Reproduce the material below with every "JSON array" changed to "JSON list" and everything else unchanged. Omit the pictures from your answer.
:::
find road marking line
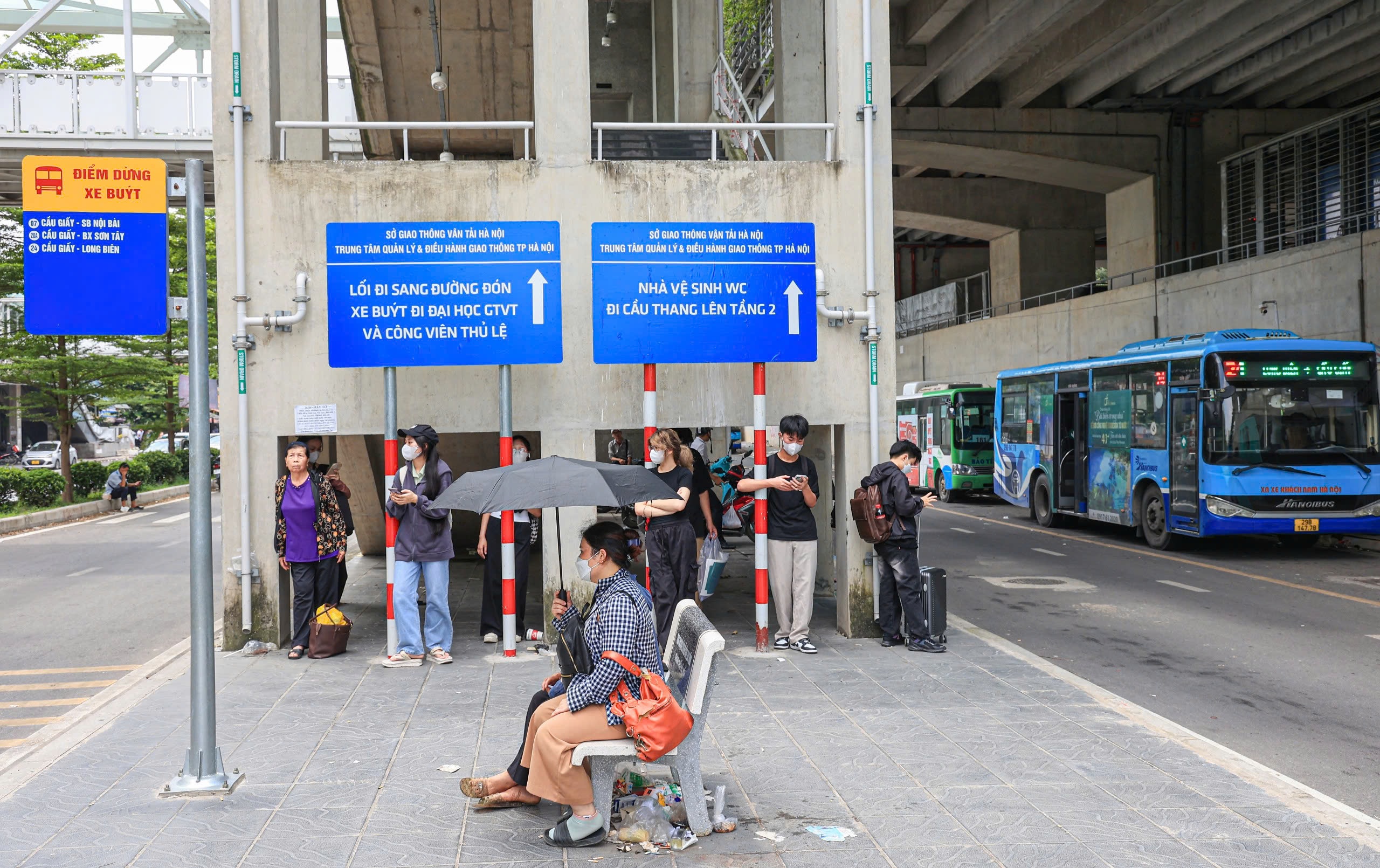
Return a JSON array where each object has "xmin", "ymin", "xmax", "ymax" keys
[
  {"xmin": 0, "ymin": 664, "xmax": 140, "ymax": 676},
  {"xmin": 0, "ymin": 679, "xmax": 114, "ymax": 693},
  {"xmin": 929, "ymin": 506, "xmax": 1380, "ymax": 609},
  {"xmin": 1155, "ymin": 578, "xmax": 1212, "ymax": 594},
  {"xmin": 0, "ymin": 697, "xmax": 91, "ymax": 711}
]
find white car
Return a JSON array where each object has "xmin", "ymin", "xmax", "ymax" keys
[{"xmin": 19, "ymin": 440, "xmax": 77, "ymax": 471}]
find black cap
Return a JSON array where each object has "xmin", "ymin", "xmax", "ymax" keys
[{"xmin": 397, "ymin": 425, "xmax": 440, "ymax": 443}]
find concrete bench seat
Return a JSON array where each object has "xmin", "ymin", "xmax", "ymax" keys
[{"xmin": 570, "ymin": 600, "xmax": 723, "ymax": 835}]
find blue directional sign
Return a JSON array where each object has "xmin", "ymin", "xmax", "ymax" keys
[
  {"xmin": 592, "ymin": 222, "xmax": 818, "ymax": 364},
  {"xmin": 326, "ymin": 221, "xmax": 562, "ymax": 367}
]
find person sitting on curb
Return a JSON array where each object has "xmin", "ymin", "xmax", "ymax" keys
[{"xmin": 105, "ymin": 461, "xmax": 143, "ymax": 512}]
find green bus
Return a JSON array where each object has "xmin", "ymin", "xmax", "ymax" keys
[{"xmin": 895, "ymin": 381, "xmax": 996, "ymax": 504}]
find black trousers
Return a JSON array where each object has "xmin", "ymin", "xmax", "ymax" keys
[
  {"xmin": 877, "ymin": 542, "xmax": 924, "ymax": 639},
  {"xmin": 508, "ymin": 690, "xmax": 550, "ymax": 787},
  {"xmin": 647, "ymin": 522, "xmax": 695, "ymax": 647},
  {"xmin": 290, "ymin": 555, "xmax": 340, "ymax": 649},
  {"xmin": 479, "ymin": 516, "xmax": 532, "ymax": 639}
]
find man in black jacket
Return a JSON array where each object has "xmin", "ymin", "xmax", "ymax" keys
[{"xmin": 862, "ymin": 440, "xmax": 944, "ymax": 653}]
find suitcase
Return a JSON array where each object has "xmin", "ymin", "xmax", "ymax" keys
[{"xmin": 921, "ymin": 567, "xmax": 948, "ymax": 643}]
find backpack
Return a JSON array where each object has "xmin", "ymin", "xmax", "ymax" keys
[{"xmin": 848, "ymin": 484, "xmax": 892, "ymax": 545}]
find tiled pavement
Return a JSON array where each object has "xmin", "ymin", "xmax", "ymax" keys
[{"xmin": 0, "ymin": 562, "xmax": 1380, "ymax": 868}]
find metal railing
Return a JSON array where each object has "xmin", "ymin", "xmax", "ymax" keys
[
  {"xmin": 592, "ymin": 120, "xmax": 833, "ymax": 161},
  {"xmin": 273, "ymin": 120, "xmax": 535, "ymax": 160},
  {"xmin": 897, "ymin": 209, "xmax": 1380, "ymax": 337},
  {"xmin": 0, "ymin": 69, "xmax": 214, "ymax": 140}
]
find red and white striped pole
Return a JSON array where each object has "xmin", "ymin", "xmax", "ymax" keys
[
  {"xmin": 384, "ymin": 367, "xmax": 397, "ymax": 657},
  {"xmin": 498, "ymin": 364, "xmax": 518, "ymax": 657},
  {"xmin": 752, "ymin": 362, "xmax": 767, "ymax": 651}
]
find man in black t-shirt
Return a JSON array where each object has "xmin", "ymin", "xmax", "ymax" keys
[{"xmin": 739, "ymin": 415, "xmax": 820, "ymax": 654}]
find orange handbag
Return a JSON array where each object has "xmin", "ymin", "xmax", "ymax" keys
[{"xmin": 602, "ymin": 651, "xmax": 694, "ymax": 763}]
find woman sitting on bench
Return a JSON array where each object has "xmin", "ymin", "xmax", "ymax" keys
[{"xmin": 459, "ymin": 522, "xmax": 664, "ymax": 848}]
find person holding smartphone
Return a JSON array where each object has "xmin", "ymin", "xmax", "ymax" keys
[{"xmin": 739, "ymin": 414, "xmax": 820, "ymax": 654}]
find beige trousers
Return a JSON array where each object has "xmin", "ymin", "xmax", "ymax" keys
[
  {"xmin": 767, "ymin": 540, "xmax": 820, "ymax": 642},
  {"xmin": 522, "ymin": 697, "xmax": 628, "ymax": 804}
]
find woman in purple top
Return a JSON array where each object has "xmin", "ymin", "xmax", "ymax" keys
[{"xmin": 273, "ymin": 440, "xmax": 345, "ymax": 659}]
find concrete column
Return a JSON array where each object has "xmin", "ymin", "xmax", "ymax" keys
[
  {"xmin": 532, "ymin": 0, "xmax": 591, "ymax": 166},
  {"xmin": 771, "ymin": 0, "xmax": 824, "ymax": 160},
  {"xmin": 1104, "ymin": 177, "xmax": 1158, "ymax": 286},
  {"xmin": 673, "ymin": 0, "xmax": 719, "ymax": 124},
  {"xmin": 988, "ymin": 229, "xmax": 1094, "ymax": 306},
  {"xmin": 269, "ymin": 0, "xmax": 328, "ymax": 160}
]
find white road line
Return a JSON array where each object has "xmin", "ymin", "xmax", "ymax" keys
[{"xmin": 1155, "ymin": 578, "xmax": 1212, "ymax": 594}]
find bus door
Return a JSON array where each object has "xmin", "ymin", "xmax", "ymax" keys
[
  {"xmin": 1169, "ymin": 390, "xmax": 1198, "ymax": 527},
  {"xmin": 1053, "ymin": 371, "xmax": 1087, "ymax": 512}
]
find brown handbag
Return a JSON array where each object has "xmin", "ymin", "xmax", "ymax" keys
[{"xmin": 601, "ymin": 651, "xmax": 694, "ymax": 763}]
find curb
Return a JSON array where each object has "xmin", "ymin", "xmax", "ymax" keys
[
  {"xmin": 0, "ymin": 484, "xmax": 190, "ymax": 535},
  {"xmin": 948, "ymin": 612, "xmax": 1380, "ymax": 850},
  {"xmin": 0, "ymin": 619, "xmax": 225, "ymax": 799}
]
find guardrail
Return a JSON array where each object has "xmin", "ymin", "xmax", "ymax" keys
[
  {"xmin": 273, "ymin": 120, "xmax": 535, "ymax": 160},
  {"xmin": 591, "ymin": 120, "xmax": 833, "ymax": 161}
]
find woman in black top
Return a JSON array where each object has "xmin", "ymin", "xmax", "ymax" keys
[{"xmin": 636, "ymin": 428, "xmax": 695, "ymax": 646}]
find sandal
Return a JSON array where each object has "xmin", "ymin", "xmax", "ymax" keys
[{"xmin": 541, "ymin": 818, "xmax": 606, "ymax": 848}]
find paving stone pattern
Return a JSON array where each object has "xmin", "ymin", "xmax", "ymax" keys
[{"xmin": 0, "ymin": 560, "xmax": 1380, "ymax": 868}]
:::
Exercise response —
find road marking line
Return a JSON list where each object has "xmin", "ymin", "xmax", "ymax" keys
[
  {"xmin": 0, "ymin": 664, "xmax": 140, "ymax": 676},
  {"xmin": 0, "ymin": 679, "xmax": 114, "ymax": 693},
  {"xmin": 929, "ymin": 506, "xmax": 1380, "ymax": 609},
  {"xmin": 1155, "ymin": 578, "xmax": 1212, "ymax": 594},
  {"xmin": 0, "ymin": 697, "xmax": 91, "ymax": 711}
]
find white car
Return a JSON list where each object has "xmin", "ymin", "xmax", "ymax" keys
[{"xmin": 19, "ymin": 440, "xmax": 77, "ymax": 471}]
find black cap
Return a JSON list where each object has "xmin", "ymin", "xmax", "ymax" keys
[{"xmin": 397, "ymin": 425, "xmax": 440, "ymax": 443}]
find concrete bench seat
Return a JSON list where each object has "xmin", "ymin", "xmax", "ymax" keys
[{"xmin": 570, "ymin": 600, "xmax": 723, "ymax": 835}]
find blue directional sign
Return a JSON list where each object has "xmin", "ymin", "xmax", "ymax" keys
[
  {"xmin": 592, "ymin": 222, "xmax": 818, "ymax": 364},
  {"xmin": 326, "ymin": 221, "xmax": 562, "ymax": 367}
]
find person sitting on curb
Return a JSON list where each object has "xmin", "ymin", "xmax", "ymax" keys
[{"xmin": 105, "ymin": 461, "xmax": 143, "ymax": 512}]
find green bus
Return a JSON list where each object has "xmin", "ymin", "xmax", "ymax" keys
[{"xmin": 895, "ymin": 381, "xmax": 996, "ymax": 504}]
find black trousers
Return a JSON list where each object has "xmin", "ymin", "xmax", "ymax" keys
[
  {"xmin": 877, "ymin": 542, "xmax": 924, "ymax": 639},
  {"xmin": 508, "ymin": 690, "xmax": 550, "ymax": 787},
  {"xmin": 647, "ymin": 522, "xmax": 695, "ymax": 647},
  {"xmin": 290, "ymin": 555, "xmax": 340, "ymax": 649},
  {"xmin": 479, "ymin": 516, "xmax": 532, "ymax": 639}
]
find man in black jacket
Return a JSON list where each object has "xmin", "ymin", "xmax", "ymax" keys
[{"xmin": 862, "ymin": 440, "xmax": 944, "ymax": 653}]
find suitcase
Return a JSON list where each object has "xmin", "ymin", "xmax", "ymax" keys
[{"xmin": 921, "ymin": 567, "xmax": 948, "ymax": 643}]
find backpack
Return a JSON list where each object has "xmin", "ymin", "xmax", "ymax" keys
[{"xmin": 848, "ymin": 484, "xmax": 892, "ymax": 545}]
find tiled pavement
Return a JSON list where each object has "xmin", "ymin", "xmax", "ymax" keys
[{"xmin": 0, "ymin": 562, "xmax": 1380, "ymax": 868}]
find metal railing
Return a JSON list where each object has "xmin", "ymin", "xmax", "ymax" keys
[
  {"xmin": 592, "ymin": 120, "xmax": 833, "ymax": 161},
  {"xmin": 273, "ymin": 120, "xmax": 535, "ymax": 160},
  {"xmin": 897, "ymin": 209, "xmax": 1380, "ymax": 337},
  {"xmin": 0, "ymin": 69, "xmax": 214, "ymax": 140}
]
find red and white striped pole
Return a JSON list where each object has "xmin", "ymin", "xmax", "ymax" keys
[
  {"xmin": 384, "ymin": 367, "xmax": 397, "ymax": 657},
  {"xmin": 498, "ymin": 364, "xmax": 518, "ymax": 657},
  {"xmin": 752, "ymin": 362, "xmax": 767, "ymax": 651}
]
find man in black t-shirt
Return a JSON list where each object has "xmin", "ymin", "xmax", "ymax" keys
[{"xmin": 739, "ymin": 415, "xmax": 820, "ymax": 654}]
find orange handbag
Return a JSON list where each object has "xmin", "ymin", "xmax", "ymax" keys
[{"xmin": 602, "ymin": 651, "xmax": 694, "ymax": 763}]
find woman sitting on bench
Return a JSON list where each object has "xmin", "ymin", "xmax", "ymax" keys
[{"xmin": 459, "ymin": 522, "xmax": 664, "ymax": 848}]
find person holding smartphone
Return a JSON list where each object has "xmin", "ymin", "xmax", "ymax" keys
[{"xmin": 739, "ymin": 414, "xmax": 820, "ymax": 654}]
find beige trousers
Return a JSON list where each object has "xmin", "ymin", "xmax", "ymax" keys
[
  {"xmin": 767, "ymin": 540, "xmax": 820, "ymax": 642},
  {"xmin": 522, "ymin": 697, "xmax": 628, "ymax": 804}
]
find woman in purple top
Return a JSON list where each object has "xmin", "ymin", "xmax", "ymax" keys
[{"xmin": 273, "ymin": 440, "xmax": 345, "ymax": 659}]
find concrete column
Return a JSON list where each object has "xmin", "ymin", "xmax", "ymax" keys
[
  {"xmin": 532, "ymin": 0, "xmax": 591, "ymax": 166},
  {"xmin": 771, "ymin": 0, "xmax": 824, "ymax": 160},
  {"xmin": 1104, "ymin": 177, "xmax": 1158, "ymax": 286},
  {"xmin": 673, "ymin": 0, "xmax": 719, "ymax": 124},
  {"xmin": 988, "ymin": 229, "xmax": 1094, "ymax": 306},
  {"xmin": 269, "ymin": 0, "xmax": 328, "ymax": 160}
]
find white road line
Return a JSON list where each object has "xmin", "ymin", "xmax", "ymax" keys
[{"xmin": 1155, "ymin": 578, "xmax": 1212, "ymax": 594}]
find bus door
Return a JSON list where each object has "xmin", "ymin", "xmax", "ymax" keys
[
  {"xmin": 1169, "ymin": 390, "xmax": 1198, "ymax": 527},
  {"xmin": 1053, "ymin": 371, "xmax": 1087, "ymax": 512}
]
find brown handbag
Return a JSON list where each object has "xmin", "ymin", "xmax", "ymax" keys
[{"xmin": 601, "ymin": 651, "xmax": 694, "ymax": 763}]
find curb
Return a JSON list where each object has "xmin", "ymin", "xmax", "ymax" keys
[
  {"xmin": 0, "ymin": 484, "xmax": 190, "ymax": 535},
  {"xmin": 948, "ymin": 612, "xmax": 1380, "ymax": 850},
  {"xmin": 0, "ymin": 619, "xmax": 225, "ymax": 799}
]
find guardrail
Return a JSON list where each object has "xmin", "ymin", "xmax", "ymax" keys
[
  {"xmin": 273, "ymin": 120, "xmax": 535, "ymax": 160},
  {"xmin": 591, "ymin": 120, "xmax": 833, "ymax": 161}
]
find woman in black top
Return a JSON list where each object has "xmin", "ymin", "xmax", "ymax" keys
[{"xmin": 636, "ymin": 428, "xmax": 695, "ymax": 646}]
find sandal
Return a JSON list where each object has "xmin", "ymin", "xmax", "ymax" keys
[{"xmin": 541, "ymin": 818, "xmax": 606, "ymax": 848}]
find paving stone pattern
Return a JSON list where each object has "xmin", "ymin", "xmax", "ymax" keys
[{"xmin": 0, "ymin": 560, "xmax": 1380, "ymax": 868}]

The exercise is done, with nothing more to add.